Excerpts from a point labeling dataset
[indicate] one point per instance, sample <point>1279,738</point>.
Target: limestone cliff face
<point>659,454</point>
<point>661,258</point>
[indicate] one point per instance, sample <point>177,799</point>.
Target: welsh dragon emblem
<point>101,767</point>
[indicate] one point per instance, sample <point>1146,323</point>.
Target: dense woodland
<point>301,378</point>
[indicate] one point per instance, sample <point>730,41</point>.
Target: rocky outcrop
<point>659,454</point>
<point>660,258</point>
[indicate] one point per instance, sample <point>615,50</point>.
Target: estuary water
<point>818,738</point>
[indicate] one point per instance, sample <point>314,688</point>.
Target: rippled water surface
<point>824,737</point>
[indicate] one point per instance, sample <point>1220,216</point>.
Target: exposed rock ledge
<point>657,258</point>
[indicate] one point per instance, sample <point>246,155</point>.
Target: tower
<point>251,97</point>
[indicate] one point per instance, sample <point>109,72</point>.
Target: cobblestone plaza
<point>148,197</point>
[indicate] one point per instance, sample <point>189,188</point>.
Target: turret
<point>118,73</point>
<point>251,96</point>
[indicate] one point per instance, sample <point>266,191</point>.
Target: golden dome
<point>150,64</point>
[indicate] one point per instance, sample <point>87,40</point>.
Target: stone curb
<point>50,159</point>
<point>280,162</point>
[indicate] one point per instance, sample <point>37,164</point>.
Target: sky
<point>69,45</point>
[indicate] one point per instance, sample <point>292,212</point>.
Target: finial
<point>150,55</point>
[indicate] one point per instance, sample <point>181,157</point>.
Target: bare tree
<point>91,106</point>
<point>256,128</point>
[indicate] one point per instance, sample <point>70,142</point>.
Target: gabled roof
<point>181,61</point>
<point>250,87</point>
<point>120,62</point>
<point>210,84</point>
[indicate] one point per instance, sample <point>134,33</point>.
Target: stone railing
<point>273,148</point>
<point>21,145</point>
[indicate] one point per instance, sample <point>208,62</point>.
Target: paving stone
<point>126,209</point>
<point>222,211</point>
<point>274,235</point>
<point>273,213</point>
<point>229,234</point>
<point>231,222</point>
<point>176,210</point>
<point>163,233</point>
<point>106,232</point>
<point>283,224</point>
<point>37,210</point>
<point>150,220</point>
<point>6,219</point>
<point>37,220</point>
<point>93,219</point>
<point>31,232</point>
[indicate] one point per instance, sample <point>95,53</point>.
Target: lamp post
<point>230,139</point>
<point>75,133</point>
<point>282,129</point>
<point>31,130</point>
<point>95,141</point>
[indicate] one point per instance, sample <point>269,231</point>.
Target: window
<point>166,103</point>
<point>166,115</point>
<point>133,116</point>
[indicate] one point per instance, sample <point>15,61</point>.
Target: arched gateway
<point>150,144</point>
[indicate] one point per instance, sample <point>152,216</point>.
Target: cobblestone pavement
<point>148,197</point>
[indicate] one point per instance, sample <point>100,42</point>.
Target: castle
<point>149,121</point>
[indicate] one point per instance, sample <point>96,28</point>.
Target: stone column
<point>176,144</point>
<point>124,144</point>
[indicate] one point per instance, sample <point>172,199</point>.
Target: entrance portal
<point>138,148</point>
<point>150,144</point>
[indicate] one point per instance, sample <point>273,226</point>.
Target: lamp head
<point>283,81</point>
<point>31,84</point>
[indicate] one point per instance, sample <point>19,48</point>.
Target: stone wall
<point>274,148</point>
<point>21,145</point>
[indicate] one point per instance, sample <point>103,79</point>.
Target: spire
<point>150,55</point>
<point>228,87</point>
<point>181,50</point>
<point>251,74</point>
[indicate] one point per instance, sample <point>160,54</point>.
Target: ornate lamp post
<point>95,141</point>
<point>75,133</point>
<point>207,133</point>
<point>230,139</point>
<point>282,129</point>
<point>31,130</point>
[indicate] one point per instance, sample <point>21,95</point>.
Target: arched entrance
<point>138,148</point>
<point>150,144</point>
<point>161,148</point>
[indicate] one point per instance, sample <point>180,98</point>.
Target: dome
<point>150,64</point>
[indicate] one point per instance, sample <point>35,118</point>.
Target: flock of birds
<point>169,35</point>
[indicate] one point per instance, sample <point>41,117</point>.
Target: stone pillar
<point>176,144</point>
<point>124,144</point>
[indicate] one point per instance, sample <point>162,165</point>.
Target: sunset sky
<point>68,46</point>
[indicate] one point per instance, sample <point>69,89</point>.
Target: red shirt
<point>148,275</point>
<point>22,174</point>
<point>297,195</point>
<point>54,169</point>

--

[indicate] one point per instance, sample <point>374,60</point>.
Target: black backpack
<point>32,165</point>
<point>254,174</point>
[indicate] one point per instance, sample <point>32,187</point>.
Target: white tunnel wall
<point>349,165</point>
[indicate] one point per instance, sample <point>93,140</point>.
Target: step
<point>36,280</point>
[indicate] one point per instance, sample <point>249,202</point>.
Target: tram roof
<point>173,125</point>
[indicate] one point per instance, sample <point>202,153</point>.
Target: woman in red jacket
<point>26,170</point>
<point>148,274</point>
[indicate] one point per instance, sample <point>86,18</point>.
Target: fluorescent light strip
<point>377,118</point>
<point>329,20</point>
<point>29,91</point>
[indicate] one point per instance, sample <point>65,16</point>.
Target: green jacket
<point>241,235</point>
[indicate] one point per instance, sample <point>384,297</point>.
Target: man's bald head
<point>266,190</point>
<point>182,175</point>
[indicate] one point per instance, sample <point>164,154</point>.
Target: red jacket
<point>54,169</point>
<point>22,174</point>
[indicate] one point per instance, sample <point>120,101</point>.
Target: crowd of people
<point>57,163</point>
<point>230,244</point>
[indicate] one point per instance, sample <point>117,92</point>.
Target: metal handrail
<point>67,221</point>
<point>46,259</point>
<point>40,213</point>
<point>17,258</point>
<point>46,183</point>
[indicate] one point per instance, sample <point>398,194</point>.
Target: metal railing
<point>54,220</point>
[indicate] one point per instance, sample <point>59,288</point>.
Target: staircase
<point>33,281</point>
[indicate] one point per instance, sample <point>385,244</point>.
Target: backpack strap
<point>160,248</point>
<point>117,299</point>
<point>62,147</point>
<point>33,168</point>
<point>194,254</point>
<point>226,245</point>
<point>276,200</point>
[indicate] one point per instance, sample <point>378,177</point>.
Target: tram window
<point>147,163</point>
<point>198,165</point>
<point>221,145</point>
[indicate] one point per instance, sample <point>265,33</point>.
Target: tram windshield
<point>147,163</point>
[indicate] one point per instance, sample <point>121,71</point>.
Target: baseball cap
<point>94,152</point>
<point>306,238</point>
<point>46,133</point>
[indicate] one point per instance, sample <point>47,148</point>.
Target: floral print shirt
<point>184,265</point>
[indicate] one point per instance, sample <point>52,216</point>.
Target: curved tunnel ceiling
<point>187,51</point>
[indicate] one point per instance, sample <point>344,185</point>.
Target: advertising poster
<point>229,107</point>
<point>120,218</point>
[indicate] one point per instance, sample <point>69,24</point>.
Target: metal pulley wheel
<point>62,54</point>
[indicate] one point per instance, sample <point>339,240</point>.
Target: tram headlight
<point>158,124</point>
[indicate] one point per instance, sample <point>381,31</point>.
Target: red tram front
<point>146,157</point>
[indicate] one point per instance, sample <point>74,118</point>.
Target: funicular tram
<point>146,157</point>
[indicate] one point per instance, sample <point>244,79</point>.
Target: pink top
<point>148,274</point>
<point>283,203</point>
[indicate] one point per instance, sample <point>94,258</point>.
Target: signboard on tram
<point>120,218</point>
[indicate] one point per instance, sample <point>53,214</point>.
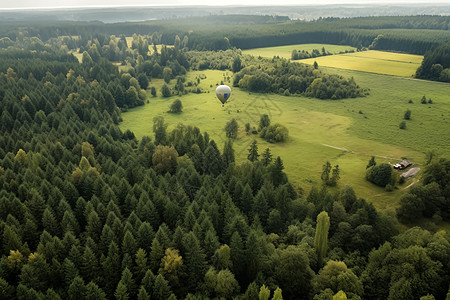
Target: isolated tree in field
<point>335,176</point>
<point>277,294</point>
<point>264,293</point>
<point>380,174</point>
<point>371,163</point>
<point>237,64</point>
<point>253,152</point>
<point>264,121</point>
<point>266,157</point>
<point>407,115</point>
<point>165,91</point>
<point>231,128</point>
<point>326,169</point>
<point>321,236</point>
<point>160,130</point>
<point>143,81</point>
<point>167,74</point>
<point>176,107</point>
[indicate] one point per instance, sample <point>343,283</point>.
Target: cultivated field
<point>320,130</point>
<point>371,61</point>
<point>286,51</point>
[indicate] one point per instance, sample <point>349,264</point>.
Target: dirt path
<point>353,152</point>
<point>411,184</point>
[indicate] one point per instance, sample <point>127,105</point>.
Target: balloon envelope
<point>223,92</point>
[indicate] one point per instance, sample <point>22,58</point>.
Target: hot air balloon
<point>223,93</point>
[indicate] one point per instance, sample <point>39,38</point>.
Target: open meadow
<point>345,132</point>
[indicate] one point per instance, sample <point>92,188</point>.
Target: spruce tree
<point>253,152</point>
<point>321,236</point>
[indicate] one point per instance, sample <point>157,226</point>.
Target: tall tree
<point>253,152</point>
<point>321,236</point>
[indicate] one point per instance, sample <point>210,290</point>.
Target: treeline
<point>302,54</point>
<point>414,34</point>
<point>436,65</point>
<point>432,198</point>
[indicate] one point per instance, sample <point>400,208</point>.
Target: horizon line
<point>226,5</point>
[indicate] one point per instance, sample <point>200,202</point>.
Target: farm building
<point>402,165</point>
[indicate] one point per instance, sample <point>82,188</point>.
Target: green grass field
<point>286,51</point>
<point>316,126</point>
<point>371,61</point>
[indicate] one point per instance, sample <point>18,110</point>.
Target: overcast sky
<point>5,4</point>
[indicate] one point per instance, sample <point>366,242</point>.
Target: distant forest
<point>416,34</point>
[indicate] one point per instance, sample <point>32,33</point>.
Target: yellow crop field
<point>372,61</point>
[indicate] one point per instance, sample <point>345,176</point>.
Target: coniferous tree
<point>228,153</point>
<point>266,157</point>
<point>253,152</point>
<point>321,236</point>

Task to complete: Can you rewrite the listing between the lines holding "instance, sample <point>164,154</point>." and "<point>230,244</point>", inclusive, keeping the request lines and shifting every coordinate in the answer points by -111? Leave the sample coordinates in the request lines unchanged.

Answer to the problem:
[indicate] one point per instance, sample <point>164,154</point>.
Target: red jacket
<point>-57,58</point>
<point>-89,63</point>
[indicate] one point per instance, sample <point>120,101</point>.
Target: crowd of people
<point>-54,52</point>
<point>119,133</point>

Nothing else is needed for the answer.